*WRITTEN INSTRUCTION*:
Please copy the entries word for word, starting at the line that contains "Return the outline of every instance of the billboard" and continuing through the end of the entries, both ends included.

*RECORDS PROVIDED*:
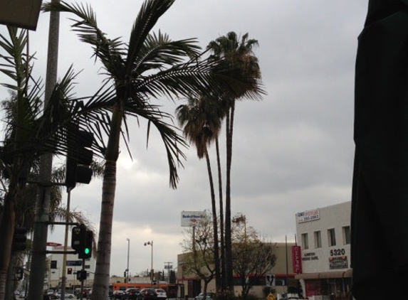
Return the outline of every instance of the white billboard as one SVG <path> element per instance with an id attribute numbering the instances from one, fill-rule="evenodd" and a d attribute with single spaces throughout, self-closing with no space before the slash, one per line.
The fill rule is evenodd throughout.
<path id="1" fill-rule="evenodd" d="M 182 226 L 195 226 L 200 220 L 205 218 L 205 211 L 182 211 Z"/>

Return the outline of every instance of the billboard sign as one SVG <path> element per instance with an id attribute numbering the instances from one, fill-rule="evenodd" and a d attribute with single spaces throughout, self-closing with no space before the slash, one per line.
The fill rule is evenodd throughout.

*EXPECTED OUTPUT*:
Return the outline of every instance of the billboard sign as one SVG <path> element per instance with an id attribute numbering the instances from one, fill-rule="evenodd" and a d attribute with single spaces throughout, self-closing with no space before the slash, one per line.
The fill rule is evenodd throughout.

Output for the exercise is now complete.